Written exercise:
Could you copy the material below line for line, leaving every character unchanged?

Data to process:
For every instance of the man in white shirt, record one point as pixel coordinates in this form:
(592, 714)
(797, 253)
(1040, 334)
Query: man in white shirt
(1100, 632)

Solution to the problem:
For every instance of the man in white shirt, record one point as pixel coordinates in this form:
(592, 714)
(797, 253)
(1040, 334)
Query: man in white shirt
(1100, 632)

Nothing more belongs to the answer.